Given instruction: Rewrite the records below, swapping "keypoint" for "marker" everywhere and leaving everything else the same.
________
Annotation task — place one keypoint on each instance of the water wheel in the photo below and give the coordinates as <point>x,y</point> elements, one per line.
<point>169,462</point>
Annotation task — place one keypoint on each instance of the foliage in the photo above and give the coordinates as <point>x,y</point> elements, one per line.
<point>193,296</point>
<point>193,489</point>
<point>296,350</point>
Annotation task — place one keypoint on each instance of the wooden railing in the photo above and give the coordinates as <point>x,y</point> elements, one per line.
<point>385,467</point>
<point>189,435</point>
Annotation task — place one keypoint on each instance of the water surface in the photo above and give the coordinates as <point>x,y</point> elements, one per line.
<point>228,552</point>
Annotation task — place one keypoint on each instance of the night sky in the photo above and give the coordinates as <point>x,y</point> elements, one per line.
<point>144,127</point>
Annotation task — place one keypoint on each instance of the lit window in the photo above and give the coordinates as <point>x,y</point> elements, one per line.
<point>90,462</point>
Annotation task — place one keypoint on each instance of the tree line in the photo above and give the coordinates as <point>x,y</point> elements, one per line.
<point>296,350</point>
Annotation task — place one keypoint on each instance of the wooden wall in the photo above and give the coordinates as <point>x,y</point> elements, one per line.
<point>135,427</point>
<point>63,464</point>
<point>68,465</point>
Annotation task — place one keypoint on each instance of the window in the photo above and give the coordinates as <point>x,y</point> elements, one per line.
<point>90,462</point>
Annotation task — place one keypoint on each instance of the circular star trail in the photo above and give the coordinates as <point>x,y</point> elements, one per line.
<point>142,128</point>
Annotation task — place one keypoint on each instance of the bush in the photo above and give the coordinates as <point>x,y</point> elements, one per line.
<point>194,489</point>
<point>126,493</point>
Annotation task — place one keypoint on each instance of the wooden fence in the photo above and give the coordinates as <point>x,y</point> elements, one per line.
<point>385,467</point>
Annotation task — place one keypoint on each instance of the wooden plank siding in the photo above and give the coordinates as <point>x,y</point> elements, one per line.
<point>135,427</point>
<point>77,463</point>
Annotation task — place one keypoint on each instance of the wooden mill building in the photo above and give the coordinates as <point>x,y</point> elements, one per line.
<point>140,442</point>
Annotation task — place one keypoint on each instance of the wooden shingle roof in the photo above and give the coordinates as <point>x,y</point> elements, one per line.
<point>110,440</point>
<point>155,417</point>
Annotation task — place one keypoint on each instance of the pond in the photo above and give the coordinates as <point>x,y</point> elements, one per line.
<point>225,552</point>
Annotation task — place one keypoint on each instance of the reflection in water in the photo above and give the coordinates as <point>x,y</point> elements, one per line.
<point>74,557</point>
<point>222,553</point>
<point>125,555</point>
________
Exercise solution:
Annotation task — place one marker on each instance of the water wheel in the photo below and give the coordinates as <point>x,y</point> elements, one per line.
<point>169,462</point>
Annotation task — place one marker on each instance of the foliage in the photo above and give the coordinates as <point>x,y</point> elements, one per line.
<point>193,296</point>
<point>193,489</point>
<point>296,350</point>
Annotation task — place one marker on each instance of the wooden railing in the photo above and give the coordinates as <point>x,y</point> elements, one per line.
<point>385,467</point>
<point>189,435</point>
Annotation task — place one marker on each instance of the water surface in the photo above and give the coordinates as <point>x,y</point> elements, one per line.
<point>228,552</point>
Annotation task — place one marker on each instance of the night sky in the photo above and give the coordinates as <point>x,y</point> elements, one per line.
<point>144,127</point>
Annotation task — place one marker on each instance of the lit window in the photo above and give the coordinates as <point>x,y</point> elements, one per line.
<point>90,462</point>
Annotation task — place one marker on each instance of the tree line in the photo above and give the coordinates as <point>x,y</point> elements, one per line.
<point>296,350</point>
Annotation task — place one marker on each instance of the wooden wall in the photo above and give the coordinates as <point>x,y</point> elements, one per line.
<point>135,427</point>
<point>63,464</point>
<point>68,465</point>
Annotation task — place one marker on each instance of the window in the photo above and give the coordinates as <point>x,y</point> elements, one per line.
<point>90,462</point>
Annotation task — place one marker on each instance of the circular star trail in the photo above and give the coordinates as <point>x,y</point> elements, one per line.
<point>142,128</point>
Annotation task — place one marker on each instance of the bush in the photo above and give the coordinates as <point>x,y</point> elements, one per line.
<point>194,489</point>
<point>126,493</point>
Annotation task — place one marker on each instance of the wooden fence in the photo above and give the coordinates as <point>x,y</point> elements, one per line.
<point>385,467</point>
Annotation task — place one marker on each instance of the wooden plank siding in the photo above and give the coordinates as <point>x,y</point> elements, one per line.
<point>135,427</point>
<point>77,463</point>
Annotation task — place one marker on each instance of the wooden mill building in the photo above and give the coordinates as <point>x,y</point> elements, one per line.
<point>140,442</point>
Annotation task — place one marker on each instance of the wooden shingle roof in the photo above and give the coordinates as <point>x,y</point> elements, one per line.
<point>110,440</point>
<point>155,417</point>
Annotation task — place one marker on each instance of the pond in the photo above and give the coordinates as <point>x,y</point> elements, one per line.
<point>225,552</point>
Annotation task — place one marker on each instance of the reflection in water in the photo above and give the coordinates as <point>x,y</point> elements, one per line.
<point>74,557</point>
<point>222,553</point>
<point>125,555</point>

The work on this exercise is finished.